> _Opdrachtomschrijving_
Hoeveel bestuurders zijn volgens Styx Group in het onderstaande artikel gemachtigd voor bestellingen?

> _Artikel_
Styx Group betwist de vordering gedeeltelijk. Zij voert aan – samengevat – dat er zonder toestemming gebruik is gemaakt van de rekening van Styx Group bij BMN; er zijn maar twee bestuurders gemachtigd voor bestellingen. Geen van deze bestuurders heeft de bestelling geplaatst, goedgekeurd of bevestigd. De betwiste bestellingen zijn geplaatst tijdens de vakantieperiode van de bestuurders en zij kunnen de bestelling onmogelijk hebben geautoriseerd. BMN heeft verzuimd een bevestiging van de bestelling te vragen aan de bestuurders. De betwiste bestellingen hebben geen projectnaam bij Styx Group, wat aangeeft dat ze niet door haar geïnitieerd zijn. Styx Group heeft geen kennis van het betreffende project en/of de betrokken relatie en heeft geen omzet of opbrengsten ontvangen van de betwiste bestelling. De bestelling moet verhaald worden op de onderneming van
[betrokkene 3], de broer van een van de bestuurders van Styx Group.

> _Aangeleverd materiaal_
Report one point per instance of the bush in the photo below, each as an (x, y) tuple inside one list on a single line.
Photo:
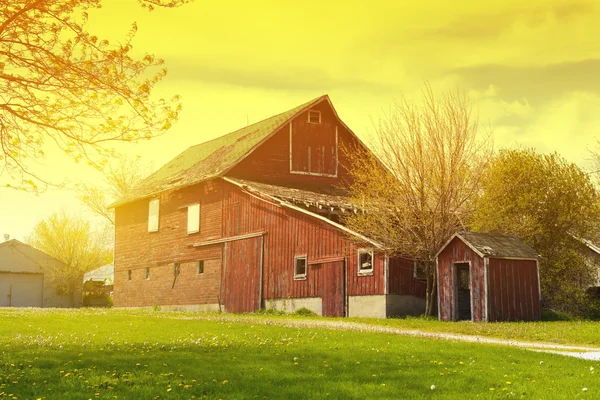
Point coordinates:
[(305, 312)]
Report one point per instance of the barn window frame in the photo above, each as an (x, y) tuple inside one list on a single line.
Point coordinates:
[(359, 264), (153, 215), (420, 265), (317, 119), (299, 276), (193, 218)]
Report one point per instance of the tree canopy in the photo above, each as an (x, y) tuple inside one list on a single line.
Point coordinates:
[(61, 85), (420, 185), (552, 205), (72, 240)]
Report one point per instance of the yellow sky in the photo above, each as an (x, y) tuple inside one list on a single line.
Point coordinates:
[(531, 69)]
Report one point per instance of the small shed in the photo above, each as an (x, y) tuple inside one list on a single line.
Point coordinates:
[(25, 278), (487, 277)]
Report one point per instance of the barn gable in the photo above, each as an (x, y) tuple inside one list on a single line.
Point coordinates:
[(306, 145)]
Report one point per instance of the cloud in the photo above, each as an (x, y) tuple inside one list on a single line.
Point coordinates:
[(272, 77), (536, 84), (481, 26)]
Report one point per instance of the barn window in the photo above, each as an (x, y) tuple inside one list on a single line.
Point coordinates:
[(193, 218), (420, 270), (300, 267), (314, 117), (153, 207), (365, 261)]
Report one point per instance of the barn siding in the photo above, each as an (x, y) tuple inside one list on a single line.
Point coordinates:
[(401, 278), (136, 249), (514, 291), (271, 161), (290, 233), (457, 251)]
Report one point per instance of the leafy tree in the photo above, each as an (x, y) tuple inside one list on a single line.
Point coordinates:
[(420, 186), (62, 85), (119, 181), (73, 241), (551, 204)]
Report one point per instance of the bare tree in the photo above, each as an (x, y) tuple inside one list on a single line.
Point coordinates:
[(73, 241), (62, 85), (119, 181), (420, 185)]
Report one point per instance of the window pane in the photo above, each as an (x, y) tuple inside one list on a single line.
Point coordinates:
[(194, 218)]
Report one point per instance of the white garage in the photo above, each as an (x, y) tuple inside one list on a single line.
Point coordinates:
[(25, 277)]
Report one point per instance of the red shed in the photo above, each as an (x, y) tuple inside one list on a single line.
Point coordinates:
[(487, 277)]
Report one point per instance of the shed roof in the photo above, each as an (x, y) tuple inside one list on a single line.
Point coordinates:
[(16, 256), (213, 158), (105, 273), (495, 245)]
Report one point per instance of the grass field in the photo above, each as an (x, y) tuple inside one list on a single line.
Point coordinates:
[(81, 354)]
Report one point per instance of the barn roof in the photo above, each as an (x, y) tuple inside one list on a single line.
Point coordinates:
[(319, 197), (213, 158), (495, 245)]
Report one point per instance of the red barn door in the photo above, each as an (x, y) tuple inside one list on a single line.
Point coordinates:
[(334, 278), (241, 286)]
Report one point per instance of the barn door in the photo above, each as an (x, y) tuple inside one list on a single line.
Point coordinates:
[(334, 278), (241, 271), (463, 291), (4, 289)]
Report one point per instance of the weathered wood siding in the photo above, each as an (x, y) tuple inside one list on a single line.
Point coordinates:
[(137, 249), (514, 291), (313, 151), (241, 286), (290, 233), (458, 252), (401, 278)]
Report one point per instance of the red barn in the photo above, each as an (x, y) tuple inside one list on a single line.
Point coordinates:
[(487, 277), (253, 219)]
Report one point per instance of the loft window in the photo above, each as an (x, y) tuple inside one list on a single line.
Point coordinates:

> _Uitkomst opdracht_
Twee bestuurders zijn gemachtigd voor bestellingen.